Breve quesito 1:
Secondo il brano sull'attacco alla Chiesa di Ratzinger, quali sono gli ultimi tabù inviolabili rimasti alla società occidentale?

Brano di testo:

Tentarono prima col nazismo, ora con la pedofilia. L’attacco alla Chiesa cattolica e romana di Ratzinger ha raggiunto una violenza esplicita senza precedenti. Per essere efficace l’attacco bisognava appellarsi agli ultimi inviolabili tabù della società occidentale: violati tutti gli altri, anzi ammessi nel nome della libera scelta di ciascuno, non restano che la pedofilia e il nazismo. In tema di pedofilia nessuno ha mai pensato che la Chiesa ne fosse immune. Primo, perché la Chiesa sarà pure la Sposa di Cristo ma è comunque un’istituzione fatta di uomini, di persone e rispecchia l’imperfezione umana. Secondo, perché come diceva il poeta, il pericolo cresce proprio laddove cresce la salvezza. Terzo, perché la storia della Chiesa ha sempre avuto capitoli gloriosi, pagine di luce e zone d’ombre, compreso il pozzo nero della pedofilia. Era storia di secoli, perfino nella Chiesa più severa e intransigente del passato. Ma vorrei aggiungere, anche la Chiesa del Papa Buono, di Giovanni XXIII, anche la Chiesa di Paolo VI, su cui soffiavano a suo tempo i venticelli della maldicenza sessuale, anche la Chiesa di Giovanni Paolo II, serbavano bassifondi infami. Ma la Chiesa di Papa Benedetto XVI non si perdona. Papa tedesco, che ha servito la patria da soldato, Papa della tradizione, che ha difeso la dottrina e la coerenza della fede, Papa della civiltà cristiana, che inevitabilmente confligge con la società dell’aborto, del nichilismo e dell’egoismo. Papa antipatico. Perché non è comunicatore come il suo glorioso predecessore, non è accattivante e popolare come lui; è più filosofo e teologo, ma soprattutto perché è un ostacolo a quella visione laicista, atea e progressista che vorrebbe eliminare i suoi avversari non sul piano della dottrina e della realtà ma della squalifica dell’avversario, demonizzando la Santità. Come dire, tu non puoi parlare, perché collaborazionista di Hitler o del Pedofilo. Cominciarono dal fratello ma si sapeva che poi sarebbero arrivati a lui.

Breve quesito 2:
Trascrivi come elenco numerato, senza righe vuote, le righe dei record che vanno dall'inizio dei record fino alla riga che contiene "[237,58,565,120]", estremi inclusi.

(Elementi tratti da una fonte di dati)

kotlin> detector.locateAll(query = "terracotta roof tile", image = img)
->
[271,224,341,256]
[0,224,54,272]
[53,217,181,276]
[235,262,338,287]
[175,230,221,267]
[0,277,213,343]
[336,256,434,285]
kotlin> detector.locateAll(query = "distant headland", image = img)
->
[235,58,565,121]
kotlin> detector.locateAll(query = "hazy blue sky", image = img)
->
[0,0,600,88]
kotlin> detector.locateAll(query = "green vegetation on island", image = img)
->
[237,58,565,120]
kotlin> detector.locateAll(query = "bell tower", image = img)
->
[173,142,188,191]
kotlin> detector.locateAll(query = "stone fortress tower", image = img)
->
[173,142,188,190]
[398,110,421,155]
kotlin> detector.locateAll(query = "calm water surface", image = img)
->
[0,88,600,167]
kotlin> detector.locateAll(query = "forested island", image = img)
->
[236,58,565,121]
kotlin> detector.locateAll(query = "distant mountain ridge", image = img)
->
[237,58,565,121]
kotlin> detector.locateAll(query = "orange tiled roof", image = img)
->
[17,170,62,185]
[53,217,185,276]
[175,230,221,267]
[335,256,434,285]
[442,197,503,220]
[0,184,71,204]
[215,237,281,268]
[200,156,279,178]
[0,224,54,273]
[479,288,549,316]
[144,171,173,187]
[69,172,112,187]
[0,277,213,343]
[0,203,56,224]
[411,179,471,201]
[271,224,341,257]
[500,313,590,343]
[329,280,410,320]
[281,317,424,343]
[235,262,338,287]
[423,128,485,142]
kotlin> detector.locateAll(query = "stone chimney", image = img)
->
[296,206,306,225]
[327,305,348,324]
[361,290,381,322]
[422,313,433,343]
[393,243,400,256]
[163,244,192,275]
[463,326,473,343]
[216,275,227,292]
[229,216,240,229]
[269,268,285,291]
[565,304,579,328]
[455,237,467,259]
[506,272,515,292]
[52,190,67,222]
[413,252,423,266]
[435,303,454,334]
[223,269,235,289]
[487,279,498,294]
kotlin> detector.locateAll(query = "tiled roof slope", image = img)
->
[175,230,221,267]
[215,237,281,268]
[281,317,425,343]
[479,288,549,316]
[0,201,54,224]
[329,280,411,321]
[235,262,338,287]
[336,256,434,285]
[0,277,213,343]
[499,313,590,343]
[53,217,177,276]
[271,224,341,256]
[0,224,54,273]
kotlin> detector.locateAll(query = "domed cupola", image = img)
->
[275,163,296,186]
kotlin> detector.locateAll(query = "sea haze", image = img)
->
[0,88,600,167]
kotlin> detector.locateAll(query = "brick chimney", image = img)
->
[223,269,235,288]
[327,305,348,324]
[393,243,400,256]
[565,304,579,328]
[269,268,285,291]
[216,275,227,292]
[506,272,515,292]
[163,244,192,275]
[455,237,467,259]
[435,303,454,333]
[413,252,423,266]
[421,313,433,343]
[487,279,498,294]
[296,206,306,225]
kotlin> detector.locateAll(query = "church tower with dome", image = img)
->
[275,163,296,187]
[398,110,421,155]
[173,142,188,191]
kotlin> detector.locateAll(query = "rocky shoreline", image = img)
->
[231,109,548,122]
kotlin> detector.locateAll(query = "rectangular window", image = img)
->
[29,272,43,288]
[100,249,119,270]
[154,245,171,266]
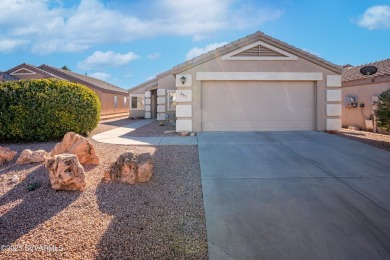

Risposta scritta 1:
La pedofilia e il nazismo.

Risposta scritta 2:
1. kotlin> detector.locateAll(query = "terracotta roof tile", image = img)
2. ->
3. [271,224,341,256]
4. [0,224,54,272]
5. [53,217,181,276]
6. [235,262,338,287]
7. [175,230,221,267]
8. [0,277,213,343]
9. [336,256,434,285]
10. kotlin> detector.locateAll(query = "distant headland", image = img)
11. ->
12. [235,58,565,121]
13. kotlin> detector.locateAll(query = "hazy blue sky", image = img)
14. ->
15. [0,0,600,88]
16. kotlin> detector.locateAll(query = "green vegetation on island", image = img)
17. ->
18. [237,58,565,120]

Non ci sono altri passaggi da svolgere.